**What to do**:
1. In the post on the FDA's rejection of bifeprunox, what percentage of new drug applications does the FDA say eventually win marketing approval?
2. In the post on FDA drug approvals, take the part from "It is undoubtedly" to "overly variable interpretation." and switch "manufacturers" to "sponsors".

The Wall Street Journal has an article on FDA’s rejection of bifeprunox, a schizophrenia drug from Wyeth. The company plans to resubmit its application with more data and believes the product will eventually be approved. All in all, a pretty standard story, but here’s the passage that really caught our eye:

“Just 20 percent of new drug applications are approved during the FDA's first review cycle, [Wyeth] says.

“The FDA puts the number at about 25 percent for standard applications, though the percentage varies from year to year. Ultimately, about 75 percent of new drug applications win marketing approval, the agency says.”

 In other words, FDA’s own statistics indicate that two of every three drugs that are ultimately approved suffer from some sort of regulatory delay. These delays can be caused by just about anything from manufacturing problems to disputes over labeling. Withholding approval until these outstanding issues are resolved is clearly the right course of action.

However, the majority of long-term delays are caused by what boils down to a conflict over interpretations of clinical trial data. Given that an application was submitted, we can assume that the sponsor believed its clinical trials demonstrated an acceptable level of safety and efficacy. Nonetheless, FDA’s most common response is to tell the sponsor to get more data. This means higher development expense and lost sales revenue for the company and delayed access to new therapies for patients. Additional clinical trials also reduce the population available for other studies and raise, or should raise, ethical concerns about treating a control group with placebo when a safe and effective option is available.

Keep in mind, we’re talking about drugs that are eventually approved. If the goal of FDA review is to identify which drugs are safe and effective, then denying these drugs on the first round amounts to a false negative.

It is undoubtedly true that some trials are poorly designed, some manufacturers try to slip less than conclusive results past regulators and sometimes issues arise after an application has been submitted that warrant a request for additional information. But if two out of three drugs which are, in fact, safe and effective have to go back for further testing, then there’s something wrong with the approval process. The standards are either unclear, poorly communicated or subject to overly variable interpretation.

Neither FDA nor the clinical trials industry are in their infancy. Surely, at this point, there is some way to ensure that a higher portion of safe and effective drugs are approved during the first round.

**Data to examine**:
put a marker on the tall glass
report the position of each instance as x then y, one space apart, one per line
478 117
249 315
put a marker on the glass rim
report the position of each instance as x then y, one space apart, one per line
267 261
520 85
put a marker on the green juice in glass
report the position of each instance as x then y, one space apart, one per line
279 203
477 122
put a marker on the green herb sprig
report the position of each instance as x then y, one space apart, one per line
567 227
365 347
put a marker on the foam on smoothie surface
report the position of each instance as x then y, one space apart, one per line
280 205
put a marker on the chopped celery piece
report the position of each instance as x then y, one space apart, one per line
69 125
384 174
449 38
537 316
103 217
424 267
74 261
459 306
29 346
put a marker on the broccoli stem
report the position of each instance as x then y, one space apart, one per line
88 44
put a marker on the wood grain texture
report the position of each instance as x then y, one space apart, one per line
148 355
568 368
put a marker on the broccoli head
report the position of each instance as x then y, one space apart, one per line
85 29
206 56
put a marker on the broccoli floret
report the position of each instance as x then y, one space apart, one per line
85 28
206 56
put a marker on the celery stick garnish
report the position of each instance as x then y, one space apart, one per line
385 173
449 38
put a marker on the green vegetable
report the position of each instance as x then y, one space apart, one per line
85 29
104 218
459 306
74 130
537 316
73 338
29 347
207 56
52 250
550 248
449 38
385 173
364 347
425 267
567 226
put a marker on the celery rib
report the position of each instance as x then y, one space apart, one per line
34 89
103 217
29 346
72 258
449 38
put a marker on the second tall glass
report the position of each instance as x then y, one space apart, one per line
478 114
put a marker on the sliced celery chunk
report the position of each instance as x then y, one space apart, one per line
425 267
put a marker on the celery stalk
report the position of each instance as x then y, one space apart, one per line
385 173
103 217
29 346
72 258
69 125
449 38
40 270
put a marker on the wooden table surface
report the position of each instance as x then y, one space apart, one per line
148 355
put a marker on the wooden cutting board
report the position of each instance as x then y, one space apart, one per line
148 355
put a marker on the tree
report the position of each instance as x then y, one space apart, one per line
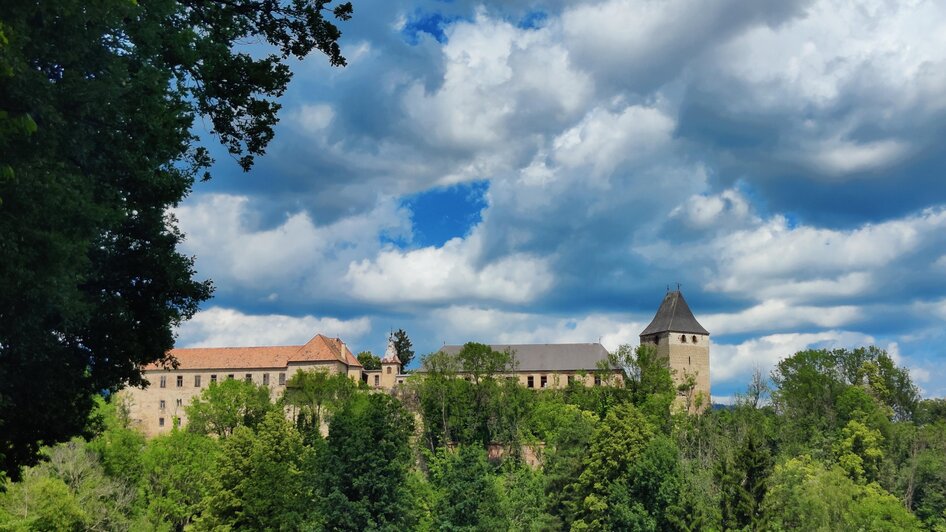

**Exercise results**:
1. About 75 percent.

2.
It is undoubtedly true that some trials are poorly designed, some sponsors try to slip less than conclusive results past regulators and sometimes issues arise after an application has been submitted that warrant a request for additional information. But if two out of three drugs which are, in fact, safe and effective have to go back for further testing, then there’s something wrong with the approval process. The standards are either unclear, poorly communicated or subject to overly variable interpretation.